The required output is the whole listing below, unchanged.

+ + +

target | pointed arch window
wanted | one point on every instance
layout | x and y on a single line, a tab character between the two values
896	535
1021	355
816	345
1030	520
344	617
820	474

+ + +

▶ **Result below**:
target | pointed arch window
wanted | one point on every instance
layout | x and y on a single line, a tab character between the two values
896	535
1021	355
816	345
1030	520
344	617
820	474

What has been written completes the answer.